[EXERCISE BRIEF]: Copy the listing from the line containing "Objective — for every instance of the terracotta" down through its end, renaming every "lantern glass" to "lamp glass" and changing nothing else.
* START *
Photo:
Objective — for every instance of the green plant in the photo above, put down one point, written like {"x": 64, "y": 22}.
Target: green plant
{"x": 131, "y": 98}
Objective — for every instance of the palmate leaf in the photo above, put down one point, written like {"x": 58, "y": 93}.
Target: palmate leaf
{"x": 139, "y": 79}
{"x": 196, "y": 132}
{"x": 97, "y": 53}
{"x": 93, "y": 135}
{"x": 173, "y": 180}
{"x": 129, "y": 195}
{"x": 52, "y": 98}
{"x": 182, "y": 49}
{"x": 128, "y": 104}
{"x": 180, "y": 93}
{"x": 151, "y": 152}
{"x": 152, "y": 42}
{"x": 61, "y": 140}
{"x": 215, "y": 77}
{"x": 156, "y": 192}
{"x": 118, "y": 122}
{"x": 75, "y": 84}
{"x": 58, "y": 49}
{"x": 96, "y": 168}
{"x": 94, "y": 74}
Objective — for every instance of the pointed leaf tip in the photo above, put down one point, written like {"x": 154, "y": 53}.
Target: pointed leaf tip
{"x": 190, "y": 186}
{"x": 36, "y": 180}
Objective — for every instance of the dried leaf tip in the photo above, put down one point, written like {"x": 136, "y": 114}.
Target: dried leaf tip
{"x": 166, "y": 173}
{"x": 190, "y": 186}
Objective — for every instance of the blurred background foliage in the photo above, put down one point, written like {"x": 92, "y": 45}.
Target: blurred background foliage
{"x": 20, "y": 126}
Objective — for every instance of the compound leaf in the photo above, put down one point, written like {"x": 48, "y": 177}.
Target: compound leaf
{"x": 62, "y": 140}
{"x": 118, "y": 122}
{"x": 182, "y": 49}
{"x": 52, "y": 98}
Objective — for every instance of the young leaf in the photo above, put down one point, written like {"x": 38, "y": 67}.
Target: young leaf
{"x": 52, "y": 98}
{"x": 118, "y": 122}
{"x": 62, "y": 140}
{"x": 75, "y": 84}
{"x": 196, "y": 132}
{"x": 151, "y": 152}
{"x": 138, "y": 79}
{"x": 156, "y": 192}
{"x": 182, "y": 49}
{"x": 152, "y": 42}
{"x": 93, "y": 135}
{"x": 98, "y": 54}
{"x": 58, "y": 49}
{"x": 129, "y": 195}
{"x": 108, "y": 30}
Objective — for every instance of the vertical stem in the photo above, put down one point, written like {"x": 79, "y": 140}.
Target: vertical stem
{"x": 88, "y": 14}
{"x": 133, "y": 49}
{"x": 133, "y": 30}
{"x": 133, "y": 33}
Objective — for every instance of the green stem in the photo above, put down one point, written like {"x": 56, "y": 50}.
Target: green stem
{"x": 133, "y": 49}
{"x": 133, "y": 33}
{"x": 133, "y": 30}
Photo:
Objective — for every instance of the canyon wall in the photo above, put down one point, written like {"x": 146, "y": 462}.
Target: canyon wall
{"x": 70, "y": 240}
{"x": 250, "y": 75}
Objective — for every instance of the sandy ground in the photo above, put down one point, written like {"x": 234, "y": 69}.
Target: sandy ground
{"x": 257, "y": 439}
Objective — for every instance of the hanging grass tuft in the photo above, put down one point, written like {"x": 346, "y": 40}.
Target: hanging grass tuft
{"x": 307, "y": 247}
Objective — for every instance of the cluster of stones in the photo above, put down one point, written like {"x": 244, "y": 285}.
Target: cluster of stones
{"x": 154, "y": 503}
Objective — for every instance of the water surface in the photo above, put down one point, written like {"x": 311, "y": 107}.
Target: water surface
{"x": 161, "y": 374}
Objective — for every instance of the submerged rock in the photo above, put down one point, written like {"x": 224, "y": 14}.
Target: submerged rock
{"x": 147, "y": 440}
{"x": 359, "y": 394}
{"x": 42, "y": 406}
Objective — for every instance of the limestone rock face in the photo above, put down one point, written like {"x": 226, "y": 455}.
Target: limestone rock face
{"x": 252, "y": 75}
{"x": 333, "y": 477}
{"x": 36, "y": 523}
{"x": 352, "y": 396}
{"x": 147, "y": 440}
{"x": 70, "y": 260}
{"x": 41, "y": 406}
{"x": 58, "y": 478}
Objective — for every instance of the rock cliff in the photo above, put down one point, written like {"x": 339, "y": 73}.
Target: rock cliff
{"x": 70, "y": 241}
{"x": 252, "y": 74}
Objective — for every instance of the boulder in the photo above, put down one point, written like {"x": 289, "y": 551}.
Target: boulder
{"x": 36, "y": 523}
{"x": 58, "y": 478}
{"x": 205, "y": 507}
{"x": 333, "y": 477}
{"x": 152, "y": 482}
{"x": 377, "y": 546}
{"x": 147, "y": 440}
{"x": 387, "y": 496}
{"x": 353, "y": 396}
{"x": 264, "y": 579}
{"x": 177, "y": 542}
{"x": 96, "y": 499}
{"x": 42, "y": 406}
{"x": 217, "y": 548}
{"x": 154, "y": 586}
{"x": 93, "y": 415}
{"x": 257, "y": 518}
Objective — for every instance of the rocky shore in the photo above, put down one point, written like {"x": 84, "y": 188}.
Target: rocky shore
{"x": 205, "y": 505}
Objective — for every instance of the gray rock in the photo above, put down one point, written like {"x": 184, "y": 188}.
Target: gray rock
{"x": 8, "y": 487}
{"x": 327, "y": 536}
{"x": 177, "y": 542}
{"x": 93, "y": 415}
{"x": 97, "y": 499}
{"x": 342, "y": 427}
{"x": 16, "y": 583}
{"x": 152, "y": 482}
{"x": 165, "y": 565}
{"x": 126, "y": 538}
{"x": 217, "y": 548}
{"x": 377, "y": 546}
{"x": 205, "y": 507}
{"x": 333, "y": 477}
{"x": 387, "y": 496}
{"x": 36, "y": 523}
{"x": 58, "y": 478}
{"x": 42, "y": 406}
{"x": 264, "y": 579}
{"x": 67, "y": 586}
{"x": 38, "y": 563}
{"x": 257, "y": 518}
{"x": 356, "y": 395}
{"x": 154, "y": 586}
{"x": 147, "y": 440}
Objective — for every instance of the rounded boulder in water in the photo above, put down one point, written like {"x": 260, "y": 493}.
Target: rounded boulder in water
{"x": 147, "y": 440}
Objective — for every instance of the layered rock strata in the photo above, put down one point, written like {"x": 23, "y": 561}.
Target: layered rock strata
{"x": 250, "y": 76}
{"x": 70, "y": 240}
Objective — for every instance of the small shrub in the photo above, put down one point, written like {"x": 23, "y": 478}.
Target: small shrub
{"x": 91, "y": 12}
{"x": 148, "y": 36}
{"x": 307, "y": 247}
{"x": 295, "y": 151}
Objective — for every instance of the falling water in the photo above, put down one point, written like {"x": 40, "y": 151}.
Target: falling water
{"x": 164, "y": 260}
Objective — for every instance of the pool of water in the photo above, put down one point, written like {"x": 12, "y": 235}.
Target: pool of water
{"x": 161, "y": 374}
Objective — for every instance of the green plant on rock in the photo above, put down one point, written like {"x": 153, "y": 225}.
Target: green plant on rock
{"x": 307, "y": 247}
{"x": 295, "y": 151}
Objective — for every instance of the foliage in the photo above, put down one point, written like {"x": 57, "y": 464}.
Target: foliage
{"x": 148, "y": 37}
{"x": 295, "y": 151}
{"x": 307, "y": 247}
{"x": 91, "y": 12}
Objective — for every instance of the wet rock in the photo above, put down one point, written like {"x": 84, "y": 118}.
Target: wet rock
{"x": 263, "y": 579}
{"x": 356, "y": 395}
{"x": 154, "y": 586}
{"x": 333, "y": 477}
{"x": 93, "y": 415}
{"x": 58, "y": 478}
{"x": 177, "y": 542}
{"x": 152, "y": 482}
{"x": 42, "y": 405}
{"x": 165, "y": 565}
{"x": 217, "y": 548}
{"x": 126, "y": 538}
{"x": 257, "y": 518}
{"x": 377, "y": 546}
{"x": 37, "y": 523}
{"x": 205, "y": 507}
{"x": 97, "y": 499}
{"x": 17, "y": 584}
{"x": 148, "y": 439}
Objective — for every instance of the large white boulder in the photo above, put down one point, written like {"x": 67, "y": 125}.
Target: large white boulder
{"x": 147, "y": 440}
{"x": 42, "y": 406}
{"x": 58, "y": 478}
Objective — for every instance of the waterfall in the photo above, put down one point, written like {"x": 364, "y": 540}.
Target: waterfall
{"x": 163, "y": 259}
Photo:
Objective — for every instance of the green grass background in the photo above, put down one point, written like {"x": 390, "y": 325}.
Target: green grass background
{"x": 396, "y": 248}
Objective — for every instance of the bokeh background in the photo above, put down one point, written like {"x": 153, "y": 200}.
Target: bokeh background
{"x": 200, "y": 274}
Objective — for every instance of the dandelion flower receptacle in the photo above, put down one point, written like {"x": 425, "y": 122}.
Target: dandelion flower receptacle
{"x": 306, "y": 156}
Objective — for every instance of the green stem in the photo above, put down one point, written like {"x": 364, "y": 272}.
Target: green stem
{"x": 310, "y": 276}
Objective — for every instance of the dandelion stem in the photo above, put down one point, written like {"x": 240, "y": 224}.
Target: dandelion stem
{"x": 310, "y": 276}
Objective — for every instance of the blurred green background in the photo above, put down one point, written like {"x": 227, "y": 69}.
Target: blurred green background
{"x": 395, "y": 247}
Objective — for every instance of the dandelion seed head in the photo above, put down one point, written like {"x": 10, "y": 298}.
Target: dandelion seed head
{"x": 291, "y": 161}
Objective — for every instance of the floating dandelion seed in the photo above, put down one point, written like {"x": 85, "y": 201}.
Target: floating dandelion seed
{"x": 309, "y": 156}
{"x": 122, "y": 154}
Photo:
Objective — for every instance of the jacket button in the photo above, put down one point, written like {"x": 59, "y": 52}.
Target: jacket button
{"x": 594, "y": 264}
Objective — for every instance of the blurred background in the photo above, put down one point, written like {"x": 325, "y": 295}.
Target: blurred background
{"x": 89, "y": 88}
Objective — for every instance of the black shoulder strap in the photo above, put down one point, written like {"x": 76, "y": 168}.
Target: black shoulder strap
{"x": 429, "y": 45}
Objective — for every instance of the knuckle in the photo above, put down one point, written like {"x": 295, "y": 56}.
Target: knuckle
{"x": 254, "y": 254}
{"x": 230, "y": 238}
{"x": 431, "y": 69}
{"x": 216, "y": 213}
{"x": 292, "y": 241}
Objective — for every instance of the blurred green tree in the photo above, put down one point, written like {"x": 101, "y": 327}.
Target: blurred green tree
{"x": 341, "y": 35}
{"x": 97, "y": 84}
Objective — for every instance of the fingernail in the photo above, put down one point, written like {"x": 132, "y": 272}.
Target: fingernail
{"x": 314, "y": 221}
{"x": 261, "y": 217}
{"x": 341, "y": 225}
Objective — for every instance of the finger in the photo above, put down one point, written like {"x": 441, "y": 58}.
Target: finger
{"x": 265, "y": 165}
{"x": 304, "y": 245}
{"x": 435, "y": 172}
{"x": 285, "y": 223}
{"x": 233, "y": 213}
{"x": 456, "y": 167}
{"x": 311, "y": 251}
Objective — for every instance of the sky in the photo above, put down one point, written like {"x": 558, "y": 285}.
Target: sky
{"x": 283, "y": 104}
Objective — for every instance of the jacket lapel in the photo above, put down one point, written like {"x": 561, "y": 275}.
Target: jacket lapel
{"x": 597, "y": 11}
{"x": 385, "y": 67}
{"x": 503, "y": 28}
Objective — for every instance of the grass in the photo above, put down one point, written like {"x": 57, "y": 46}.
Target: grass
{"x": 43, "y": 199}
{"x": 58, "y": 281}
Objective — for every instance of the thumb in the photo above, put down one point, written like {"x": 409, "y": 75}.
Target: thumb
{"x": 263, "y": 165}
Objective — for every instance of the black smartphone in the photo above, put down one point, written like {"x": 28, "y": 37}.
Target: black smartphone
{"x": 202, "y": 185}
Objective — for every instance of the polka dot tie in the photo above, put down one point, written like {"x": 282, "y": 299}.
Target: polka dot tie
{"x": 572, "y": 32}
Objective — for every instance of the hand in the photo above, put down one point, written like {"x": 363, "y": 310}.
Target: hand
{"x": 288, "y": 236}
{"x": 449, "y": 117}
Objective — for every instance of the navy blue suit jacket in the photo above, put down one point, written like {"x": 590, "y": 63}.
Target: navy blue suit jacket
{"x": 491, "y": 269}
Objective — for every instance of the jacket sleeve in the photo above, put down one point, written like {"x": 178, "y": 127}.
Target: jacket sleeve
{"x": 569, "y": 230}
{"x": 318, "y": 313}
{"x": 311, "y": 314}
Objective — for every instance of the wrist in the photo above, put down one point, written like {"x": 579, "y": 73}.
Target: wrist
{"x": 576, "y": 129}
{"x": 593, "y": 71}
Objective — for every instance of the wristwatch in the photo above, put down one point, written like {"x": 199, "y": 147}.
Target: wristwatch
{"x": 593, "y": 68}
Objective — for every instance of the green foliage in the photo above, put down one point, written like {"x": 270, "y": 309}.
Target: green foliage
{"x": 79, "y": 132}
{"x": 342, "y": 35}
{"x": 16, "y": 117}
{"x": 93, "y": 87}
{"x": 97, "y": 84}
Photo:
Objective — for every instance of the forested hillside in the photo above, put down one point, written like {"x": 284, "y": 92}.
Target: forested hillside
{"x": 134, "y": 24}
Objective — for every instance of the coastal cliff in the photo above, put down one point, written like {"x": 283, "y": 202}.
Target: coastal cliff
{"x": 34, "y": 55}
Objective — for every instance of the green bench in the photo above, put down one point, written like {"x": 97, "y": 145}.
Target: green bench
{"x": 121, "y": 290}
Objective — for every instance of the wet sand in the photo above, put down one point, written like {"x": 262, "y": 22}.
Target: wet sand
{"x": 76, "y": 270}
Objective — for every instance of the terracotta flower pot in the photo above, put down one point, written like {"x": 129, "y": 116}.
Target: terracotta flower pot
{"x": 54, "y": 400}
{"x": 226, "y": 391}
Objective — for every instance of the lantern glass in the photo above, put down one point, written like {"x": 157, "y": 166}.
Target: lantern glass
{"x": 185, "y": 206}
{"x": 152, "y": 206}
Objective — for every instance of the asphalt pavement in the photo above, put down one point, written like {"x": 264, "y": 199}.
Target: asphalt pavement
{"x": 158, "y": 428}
* END *
[RESPONSE TO THIS TASK]:
Objective — for every instance of the terracotta flower pot in the photo above, put down one point, written like {"x": 129, "y": 116}.
Target: terracotta flower pot
{"x": 54, "y": 400}
{"x": 226, "y": 391}
Objective — for every instance of the lamp glass in the photo above, put down one point, written like {"x": 157, "y": 166}.
Target: lamp glass
{"x": 185, "y": 206}
{"x": 152, "y": 206}
Objective — for every instance of the asphalt pavement in the photo above, put down one point, written like {"x": 264, "y": 199}.
Target: asphalt pavement
{"x": 158, "y": 428}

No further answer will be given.